Showing posts with label nyt. Show all posts
Showing posts with label nyt. Show all posts

Monday 1 October 2018

"Canada agrees to join trade accord with U.S. and Mexico, sending new NAFTA deal to Congress."

WaPo headline. First 2 sentences of the article:
Canada agreed late Sunday to join the trade deal that the United States and Mexico reached last month, meeting negotiators’ self-imposed midnight deadline designed to allow the current Mexican president to sign the accord on his final day in office and giving President Trump a big win on trade.

The new treaty, preserving the three-country format of the original North American Free Trade Agreement favored by business groups and congressional Republicans, is expected to be signed by Trump and his Canadian and Mexican counterparts in 60 days, with Congress likely to act on it next year.
NYT headline: "U.S. and Canada Reach Trade Deal to Salvage Nafta." First 2 sentences of the article:
The United States and Canada reached a last-minute deal to salvage the North American Free Trade Agreement on Sunday, overcoming deep divisions to keep the 25-year-old trilateral pact intact.

- - - -

*Required task A:*
List every country named in the NAFTA post.
*Required task B:*
Answer these questions from the NAFTA post.
(i) Within how many days is the new treaty expected to be signed by Trump and his Canadian and Mexican counterparts?
(ii) How old does the NYT article call the trilateral pact?
(iii) When did Canada agree to join the trade deal?
*Required task C:*
Continue the NAFTA post from its last sentence.

- - - -

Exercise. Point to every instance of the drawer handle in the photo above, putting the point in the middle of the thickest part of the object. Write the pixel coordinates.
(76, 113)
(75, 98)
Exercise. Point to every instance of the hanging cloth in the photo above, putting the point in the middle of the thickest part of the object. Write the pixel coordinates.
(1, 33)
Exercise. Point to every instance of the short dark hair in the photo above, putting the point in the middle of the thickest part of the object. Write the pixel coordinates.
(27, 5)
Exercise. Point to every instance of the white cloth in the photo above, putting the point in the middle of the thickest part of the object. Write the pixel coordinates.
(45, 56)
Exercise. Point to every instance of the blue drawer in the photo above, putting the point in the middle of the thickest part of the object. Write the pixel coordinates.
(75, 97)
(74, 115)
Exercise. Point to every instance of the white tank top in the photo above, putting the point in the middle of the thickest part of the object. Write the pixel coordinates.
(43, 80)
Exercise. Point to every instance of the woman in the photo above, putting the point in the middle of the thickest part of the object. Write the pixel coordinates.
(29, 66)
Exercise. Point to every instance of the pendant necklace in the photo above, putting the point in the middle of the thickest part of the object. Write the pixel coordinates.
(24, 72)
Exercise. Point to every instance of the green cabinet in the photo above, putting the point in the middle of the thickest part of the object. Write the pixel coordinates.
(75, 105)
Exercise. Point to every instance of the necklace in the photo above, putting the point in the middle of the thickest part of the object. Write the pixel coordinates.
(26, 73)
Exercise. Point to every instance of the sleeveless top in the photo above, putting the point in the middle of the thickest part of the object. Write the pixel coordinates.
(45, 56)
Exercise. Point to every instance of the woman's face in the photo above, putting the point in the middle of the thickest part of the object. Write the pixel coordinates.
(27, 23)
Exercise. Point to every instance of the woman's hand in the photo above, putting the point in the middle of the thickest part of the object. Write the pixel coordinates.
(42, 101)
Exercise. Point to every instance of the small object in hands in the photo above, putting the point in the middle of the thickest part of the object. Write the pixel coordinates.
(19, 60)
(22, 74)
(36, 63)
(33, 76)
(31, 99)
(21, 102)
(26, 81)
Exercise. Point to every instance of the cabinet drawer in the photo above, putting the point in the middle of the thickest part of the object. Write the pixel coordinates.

- - - -

*Exercise response A:*
Canada
the United States (U.S.)
Mexico

*Exercise response B:*
(i) 60 days.
(ii) 25 years old.
(iii) Late Sunday.

*Exercise response C:*
The deal came after a weekend of frantic talks to try and preserve a trade agreement that has stitched together the economies of Mexico, Canada and the United States but that was on the verge of collapsing. 
In WaPo, it sounds like a new deal. In the NYT, it sounds like what we're getting is the preservation of the old deal.  The NYT makes it seem like a close call with disaster, and WaPo says the deadline is self-imposed and designed to make Trump look like he has a big win.

I suspect that both newspapers wanted to make Trump look like less of a success and they chose different approaches to diminishing him.

WaPo credits Trump with a "big win" in the first sentence. The NYT forefronts the stress. In the first few paragraphs: "a year of tense talks and strained relations," "frenetic Sunday." You'll have to wait for paragraph 6 to see "a win" for Trump:
The deal represents a win for President Trump, who has derided Nafta for years and threatened to pull the United States from the pact if it was not rewritten in America’s favor. Overhauling trade deals has been one of Mr. Trump’s top priorities as president and he has used tariffs and other threats to try and force trading partners to rewrite agreements in America’s favor. 
It's a "win" not a "big win," and maybe the Times isn't even conceding that it's a win. It only "represents a win." And Trump created all the disorder and threat on his own. He didn't critique NAFTA for any real problems. He "derided" it.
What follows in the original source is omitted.